Data for processing
BEGIN

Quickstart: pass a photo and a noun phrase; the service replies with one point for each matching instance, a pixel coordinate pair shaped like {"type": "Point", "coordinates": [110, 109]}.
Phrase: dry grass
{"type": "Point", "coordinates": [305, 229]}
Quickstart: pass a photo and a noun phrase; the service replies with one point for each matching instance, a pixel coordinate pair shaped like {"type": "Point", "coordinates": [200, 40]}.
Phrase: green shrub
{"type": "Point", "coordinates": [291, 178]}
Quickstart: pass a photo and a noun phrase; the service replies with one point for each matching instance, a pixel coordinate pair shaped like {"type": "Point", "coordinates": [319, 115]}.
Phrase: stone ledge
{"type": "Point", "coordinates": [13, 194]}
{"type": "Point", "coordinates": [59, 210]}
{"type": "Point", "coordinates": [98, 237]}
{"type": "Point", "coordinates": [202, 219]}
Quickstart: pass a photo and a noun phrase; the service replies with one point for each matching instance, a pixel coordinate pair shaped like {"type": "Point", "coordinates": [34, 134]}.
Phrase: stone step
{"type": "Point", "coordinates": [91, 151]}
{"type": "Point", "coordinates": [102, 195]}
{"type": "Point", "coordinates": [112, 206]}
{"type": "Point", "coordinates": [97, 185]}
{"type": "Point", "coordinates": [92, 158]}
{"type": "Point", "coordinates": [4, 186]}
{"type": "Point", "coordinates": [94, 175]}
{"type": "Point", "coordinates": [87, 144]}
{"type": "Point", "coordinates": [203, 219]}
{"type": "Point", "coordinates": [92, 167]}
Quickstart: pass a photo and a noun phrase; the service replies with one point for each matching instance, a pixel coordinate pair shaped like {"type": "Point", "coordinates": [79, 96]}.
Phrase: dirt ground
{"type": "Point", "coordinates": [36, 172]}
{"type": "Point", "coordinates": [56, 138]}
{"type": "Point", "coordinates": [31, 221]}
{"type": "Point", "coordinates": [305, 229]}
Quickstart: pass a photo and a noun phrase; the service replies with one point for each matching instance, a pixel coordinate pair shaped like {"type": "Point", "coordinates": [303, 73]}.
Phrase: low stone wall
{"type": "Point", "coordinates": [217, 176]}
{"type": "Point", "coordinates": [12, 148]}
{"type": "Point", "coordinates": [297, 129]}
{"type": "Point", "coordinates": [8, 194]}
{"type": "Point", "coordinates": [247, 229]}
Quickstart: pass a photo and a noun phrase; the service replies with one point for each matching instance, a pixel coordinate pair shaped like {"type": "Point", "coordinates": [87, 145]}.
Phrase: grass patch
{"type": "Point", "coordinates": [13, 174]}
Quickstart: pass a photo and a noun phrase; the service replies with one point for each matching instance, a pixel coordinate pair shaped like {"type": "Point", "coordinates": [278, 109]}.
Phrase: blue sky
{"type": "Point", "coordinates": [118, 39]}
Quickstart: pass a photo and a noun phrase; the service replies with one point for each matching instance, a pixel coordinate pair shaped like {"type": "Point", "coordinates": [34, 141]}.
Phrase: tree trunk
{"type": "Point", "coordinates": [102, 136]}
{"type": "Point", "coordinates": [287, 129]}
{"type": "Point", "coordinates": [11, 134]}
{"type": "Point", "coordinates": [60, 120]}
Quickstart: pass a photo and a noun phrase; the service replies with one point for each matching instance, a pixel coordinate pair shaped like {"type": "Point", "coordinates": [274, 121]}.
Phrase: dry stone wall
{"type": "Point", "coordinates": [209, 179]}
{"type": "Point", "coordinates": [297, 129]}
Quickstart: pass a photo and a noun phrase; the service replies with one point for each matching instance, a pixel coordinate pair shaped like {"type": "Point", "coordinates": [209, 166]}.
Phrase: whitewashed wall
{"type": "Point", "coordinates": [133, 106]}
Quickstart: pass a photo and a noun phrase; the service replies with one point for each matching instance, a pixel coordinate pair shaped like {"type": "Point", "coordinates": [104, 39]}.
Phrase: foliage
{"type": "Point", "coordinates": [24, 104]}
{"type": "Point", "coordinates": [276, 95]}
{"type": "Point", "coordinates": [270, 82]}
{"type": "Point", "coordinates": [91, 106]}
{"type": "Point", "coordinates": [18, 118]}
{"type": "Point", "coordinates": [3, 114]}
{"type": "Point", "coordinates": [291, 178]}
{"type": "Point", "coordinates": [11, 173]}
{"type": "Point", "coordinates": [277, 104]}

END

Could you retype exactly the lines above from the one containing "Phrase: whitewashed wall" through the last line of the records, both included, and nothing else?

Exercise result
Phrase: whitewashed wall
{"type": "Point", "coordinates": [133, 106]}
Quickstart: pass a photo and a noun phrase; the service replies with one point for each matching instance, a pixel coordinate pair shaped like {"type": "Point", "coordinates": [104, 39]}.
Phrase: foliage
{"type": "Point", "coordinates": [24, 104]}
{"type": "Point", "coordinates": [276, 95]}
{"type": "Point", "coordinates": [270, 82]}
{"type": "Point", "coordinates": [91, 106]}
{"type": "Point", "coordinates": [18, 118]}
{"type": "Point", "coordinates": [3, 114]}
{"type": "Point", "coordinates": [291, 178]}
{"type": "Point", "coordinates": [11, 173]}
{"type": "Point", "coordinates": [277, 104]}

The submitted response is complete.